*Exercise text*
"""

He says, the profits being made by the brewers are a result of the good law, which has protected Kenyans from drinking poison.

But figures released last week by the Kenya Revenue Authority (KRA) showed inflation and costing to have had more impact on drinking trends than the Mututho laws.

Over the last nine months, says Mr John Njiraini, KRA Commissioner General, the tax-free non-malt brands, such as that sold by the keg, saw a volume growth of 60 per cent.

His figures indicated that more drinkers had shifted from the more expensive beer brands to the non-taxed products, consequently hurting the agency’s performance this year.

When the Mututho law came to town, a high number of Kenyans resorted to drinking at home and buying alcohol from non bar outlets.

According to Euromonitor International, of the 601 million litres taken by Kenyans last year, 435 million litres were consumed away from bars, much of it at home.

The statistics indicate that the limiting of drinking hours and placing high fines on offenders may have made investments in small pubs and bars unattractive.

An emerging trend, says the surveys, is the emergence of high-end hotels, bars and clubs in up market urban areas, which attract the growing middle class and tourists.

While men are greatly responsible for much of the drinking, women made a significant contribution than they had been doing in previous years.

According to the Chinese survey, a growing segment of financially independent women is also helping shore up the sales of alcohol in the country.

“The growth of cider picked up in 2011 compared with the previous two years. The increasing purchasing power of women as a result of a greater number joining the workforce contributed to this increase,” says the China Market Research report.

Ms Emily Matano, a pharmacist with a leading hospital in Nairobi say that financial independence may account for the way women drink today.

“Tonight I can decide to go out with five of my female friends, and we can party as long as we wish at our own cost. It is not like the days when women waited for men to pay for their entertainment needs. We are able to do that on our own without being ridiculed,” said Ms Matano.

The increased alcohol sales are also attributed to high level marketing and advertising by the major brewers.

Last year the East African Breweries Limited unveiled a new-look Tusker lager as part of its campaign to revamp the consumer appeal for its flagship brand.

"""

*Information shown*
"""

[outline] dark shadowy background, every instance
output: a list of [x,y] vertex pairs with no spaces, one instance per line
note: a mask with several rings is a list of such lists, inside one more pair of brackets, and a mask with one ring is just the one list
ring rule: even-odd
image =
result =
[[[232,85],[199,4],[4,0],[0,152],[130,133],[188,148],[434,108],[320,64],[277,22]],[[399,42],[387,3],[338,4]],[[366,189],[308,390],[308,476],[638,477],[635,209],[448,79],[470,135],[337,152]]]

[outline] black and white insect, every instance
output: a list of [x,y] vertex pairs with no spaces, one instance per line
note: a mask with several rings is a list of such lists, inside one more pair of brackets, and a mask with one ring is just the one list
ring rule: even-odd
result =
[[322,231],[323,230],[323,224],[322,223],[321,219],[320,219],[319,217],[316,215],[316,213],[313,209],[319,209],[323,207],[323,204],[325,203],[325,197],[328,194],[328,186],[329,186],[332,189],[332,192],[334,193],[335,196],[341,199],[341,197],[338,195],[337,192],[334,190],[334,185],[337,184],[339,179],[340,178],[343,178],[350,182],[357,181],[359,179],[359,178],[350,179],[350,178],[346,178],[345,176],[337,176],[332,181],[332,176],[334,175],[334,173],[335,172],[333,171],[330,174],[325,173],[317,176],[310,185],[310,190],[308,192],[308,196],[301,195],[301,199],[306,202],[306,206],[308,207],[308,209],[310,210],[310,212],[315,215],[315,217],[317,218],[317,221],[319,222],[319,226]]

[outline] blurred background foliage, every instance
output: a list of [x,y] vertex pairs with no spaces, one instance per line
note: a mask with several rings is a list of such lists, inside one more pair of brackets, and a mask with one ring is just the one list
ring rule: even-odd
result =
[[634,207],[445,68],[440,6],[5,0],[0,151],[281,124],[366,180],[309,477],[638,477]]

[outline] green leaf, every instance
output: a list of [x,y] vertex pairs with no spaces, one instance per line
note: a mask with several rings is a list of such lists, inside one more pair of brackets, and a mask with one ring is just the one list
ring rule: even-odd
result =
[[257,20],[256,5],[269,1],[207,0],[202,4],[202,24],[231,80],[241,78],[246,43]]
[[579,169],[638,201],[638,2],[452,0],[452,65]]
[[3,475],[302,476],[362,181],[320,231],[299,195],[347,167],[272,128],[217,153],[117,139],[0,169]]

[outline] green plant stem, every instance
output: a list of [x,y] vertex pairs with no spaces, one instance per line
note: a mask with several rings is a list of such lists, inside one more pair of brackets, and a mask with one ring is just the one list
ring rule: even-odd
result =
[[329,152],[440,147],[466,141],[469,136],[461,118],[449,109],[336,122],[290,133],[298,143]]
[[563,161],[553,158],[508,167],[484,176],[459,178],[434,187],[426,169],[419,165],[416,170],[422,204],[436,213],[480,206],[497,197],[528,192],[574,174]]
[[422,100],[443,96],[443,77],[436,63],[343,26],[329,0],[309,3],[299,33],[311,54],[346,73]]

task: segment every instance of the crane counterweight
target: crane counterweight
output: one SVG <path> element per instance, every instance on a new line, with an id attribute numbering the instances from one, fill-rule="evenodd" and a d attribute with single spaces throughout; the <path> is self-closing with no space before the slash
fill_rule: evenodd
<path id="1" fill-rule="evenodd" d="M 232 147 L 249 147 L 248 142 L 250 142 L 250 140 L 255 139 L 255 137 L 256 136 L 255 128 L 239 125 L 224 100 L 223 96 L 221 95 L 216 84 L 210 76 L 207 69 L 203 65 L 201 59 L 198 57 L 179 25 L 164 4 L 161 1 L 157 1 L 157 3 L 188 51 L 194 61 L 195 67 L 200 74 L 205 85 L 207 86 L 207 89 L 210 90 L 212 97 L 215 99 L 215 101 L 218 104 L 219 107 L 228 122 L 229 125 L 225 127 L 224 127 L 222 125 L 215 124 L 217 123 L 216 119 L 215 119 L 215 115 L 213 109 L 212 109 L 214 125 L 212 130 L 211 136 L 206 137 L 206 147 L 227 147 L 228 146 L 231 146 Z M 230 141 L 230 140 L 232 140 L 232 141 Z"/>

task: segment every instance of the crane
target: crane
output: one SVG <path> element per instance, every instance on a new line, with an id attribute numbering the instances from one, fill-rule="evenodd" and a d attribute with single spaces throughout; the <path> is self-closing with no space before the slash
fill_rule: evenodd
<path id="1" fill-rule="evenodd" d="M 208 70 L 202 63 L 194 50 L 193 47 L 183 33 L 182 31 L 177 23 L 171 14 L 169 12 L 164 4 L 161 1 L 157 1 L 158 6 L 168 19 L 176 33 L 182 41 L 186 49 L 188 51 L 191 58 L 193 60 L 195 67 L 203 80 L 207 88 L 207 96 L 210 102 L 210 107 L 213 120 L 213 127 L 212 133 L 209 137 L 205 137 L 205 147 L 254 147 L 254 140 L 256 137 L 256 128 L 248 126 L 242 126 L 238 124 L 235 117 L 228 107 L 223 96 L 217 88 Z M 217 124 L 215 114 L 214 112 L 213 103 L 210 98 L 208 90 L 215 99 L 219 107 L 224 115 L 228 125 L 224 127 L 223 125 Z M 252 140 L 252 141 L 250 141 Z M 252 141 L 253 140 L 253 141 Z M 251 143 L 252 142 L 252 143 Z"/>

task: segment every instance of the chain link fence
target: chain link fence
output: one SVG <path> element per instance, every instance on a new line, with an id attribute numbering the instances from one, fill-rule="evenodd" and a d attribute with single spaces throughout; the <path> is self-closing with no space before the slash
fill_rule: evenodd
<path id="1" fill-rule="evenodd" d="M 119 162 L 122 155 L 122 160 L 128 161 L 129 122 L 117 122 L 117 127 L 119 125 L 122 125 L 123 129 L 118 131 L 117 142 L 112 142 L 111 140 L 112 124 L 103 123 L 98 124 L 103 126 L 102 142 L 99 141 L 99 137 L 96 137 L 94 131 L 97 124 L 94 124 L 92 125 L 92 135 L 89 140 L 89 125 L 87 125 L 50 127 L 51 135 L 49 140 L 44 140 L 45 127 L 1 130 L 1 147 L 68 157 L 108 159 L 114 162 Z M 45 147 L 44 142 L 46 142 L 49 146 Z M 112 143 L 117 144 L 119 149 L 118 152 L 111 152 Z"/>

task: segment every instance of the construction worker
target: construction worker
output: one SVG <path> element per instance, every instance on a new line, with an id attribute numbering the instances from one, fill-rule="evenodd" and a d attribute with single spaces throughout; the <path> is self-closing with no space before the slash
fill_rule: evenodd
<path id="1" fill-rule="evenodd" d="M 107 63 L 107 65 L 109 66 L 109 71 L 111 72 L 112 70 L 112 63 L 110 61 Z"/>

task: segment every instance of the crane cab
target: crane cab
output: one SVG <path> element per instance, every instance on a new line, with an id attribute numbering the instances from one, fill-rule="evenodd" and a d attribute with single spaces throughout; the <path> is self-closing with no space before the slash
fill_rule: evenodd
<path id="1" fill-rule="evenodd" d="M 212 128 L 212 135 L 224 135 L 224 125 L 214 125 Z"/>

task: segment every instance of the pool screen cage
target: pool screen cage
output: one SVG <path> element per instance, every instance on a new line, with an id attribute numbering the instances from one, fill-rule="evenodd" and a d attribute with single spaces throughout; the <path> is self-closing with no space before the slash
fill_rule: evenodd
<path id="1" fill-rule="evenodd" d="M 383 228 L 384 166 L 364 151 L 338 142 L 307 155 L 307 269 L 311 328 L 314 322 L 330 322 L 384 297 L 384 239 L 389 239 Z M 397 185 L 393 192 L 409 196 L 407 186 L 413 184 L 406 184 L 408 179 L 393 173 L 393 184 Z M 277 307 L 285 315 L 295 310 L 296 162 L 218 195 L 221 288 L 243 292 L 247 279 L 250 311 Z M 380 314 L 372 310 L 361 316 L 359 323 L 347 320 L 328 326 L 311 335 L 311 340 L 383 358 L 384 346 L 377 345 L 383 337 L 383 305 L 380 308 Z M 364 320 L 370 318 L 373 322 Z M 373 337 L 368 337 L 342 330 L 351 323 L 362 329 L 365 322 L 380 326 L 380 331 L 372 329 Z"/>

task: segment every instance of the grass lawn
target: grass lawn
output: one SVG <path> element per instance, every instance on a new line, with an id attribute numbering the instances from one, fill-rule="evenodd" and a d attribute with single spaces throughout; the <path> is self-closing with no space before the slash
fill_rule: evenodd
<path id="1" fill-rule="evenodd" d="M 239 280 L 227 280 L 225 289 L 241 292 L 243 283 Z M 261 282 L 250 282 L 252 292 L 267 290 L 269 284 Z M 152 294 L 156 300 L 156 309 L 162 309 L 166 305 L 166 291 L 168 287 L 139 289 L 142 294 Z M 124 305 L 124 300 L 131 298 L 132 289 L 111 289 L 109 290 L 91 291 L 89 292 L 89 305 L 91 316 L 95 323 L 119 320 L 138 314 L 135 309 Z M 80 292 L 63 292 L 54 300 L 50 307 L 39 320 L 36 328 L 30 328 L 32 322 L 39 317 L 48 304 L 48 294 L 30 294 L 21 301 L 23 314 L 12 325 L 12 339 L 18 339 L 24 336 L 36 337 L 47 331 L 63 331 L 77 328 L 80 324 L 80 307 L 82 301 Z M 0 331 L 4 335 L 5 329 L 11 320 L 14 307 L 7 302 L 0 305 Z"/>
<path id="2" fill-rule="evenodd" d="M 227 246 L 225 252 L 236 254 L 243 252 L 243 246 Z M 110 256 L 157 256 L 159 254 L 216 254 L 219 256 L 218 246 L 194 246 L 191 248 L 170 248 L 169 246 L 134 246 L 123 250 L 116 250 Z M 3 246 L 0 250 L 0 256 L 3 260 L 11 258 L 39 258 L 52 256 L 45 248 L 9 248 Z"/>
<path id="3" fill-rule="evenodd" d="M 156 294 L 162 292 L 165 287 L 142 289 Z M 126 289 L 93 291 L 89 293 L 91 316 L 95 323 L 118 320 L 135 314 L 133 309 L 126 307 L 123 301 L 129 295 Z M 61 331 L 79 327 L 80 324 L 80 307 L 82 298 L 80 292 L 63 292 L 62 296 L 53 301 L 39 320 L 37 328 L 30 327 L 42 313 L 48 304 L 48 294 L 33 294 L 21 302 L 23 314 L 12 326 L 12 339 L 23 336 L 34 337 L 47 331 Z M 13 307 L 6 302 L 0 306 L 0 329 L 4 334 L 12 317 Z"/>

"""

*List of tasks*
#1 Name every organization that the article on Kenyan drinking trends cites as the source of figures, statistics or a report.
#2 According to the article on Kenyan drinking trends, what volume growth did the tax-free non-malt brands see over the last nine months?
#3 Pick up the article on Kenyan drinking trends, not the listing, from the sentence about the new-look Tusker lager, and continue it.

*Task-by-task outputs*
#1
- Kenya Revenue Authority (KRA)
- Euromonitor International
- China Market Research

#2 A volume growth of 60 per cent.

#3
Although the new laws have put strict restriction on advertising and promotion of alcoholic drinks, this is not being strictly enforced by the National Authority Against Consumption of Alcohol and Drugs (Nacada).

Efforts to get an update from Nacada were unsuccessful, with the office of the national coordinator saying the officer in charge, a Dr Okida, was just a few days old on the job and needed more time to study the situation.

But numerous court cases filed mainly by the main players in the industry may be partially responsible for the ineffectiveness of the Alcohol Drinks Control Act 2010.

“Implementation of the act has also been slow, and faced many legal bottlenecks from the major players in the industry,” says the Euromonitor.

One of the most glaring letdown is the failure to put traditional drinks such as changaa in the legal market.

Mr Mututho, blames this failure on the Minister for Internal Security Prof George Saitoti who he says has not yet published the guidelines on the packaging of local brews and how they are to be tested.

“We’re planning to amend the Act within two months to protect Kenyans and promote a sober drinking culture,” he notes.

But just like the traditional alcoholic drink Konyagi has found its way to Kenya from Tanzania, another one may be on the way either from there or from Uganda.

“The giant SABMiller is due to roll out its Chibuku sorghum beer to Tanzania and Uganda, and from there it is expected that the product will also be sold by Kenyan retailers,” says the Euromonitor.

New efforts to introduce genetically modified sorghum may also at some point allow Kenyans to try a genetically engineered food drink.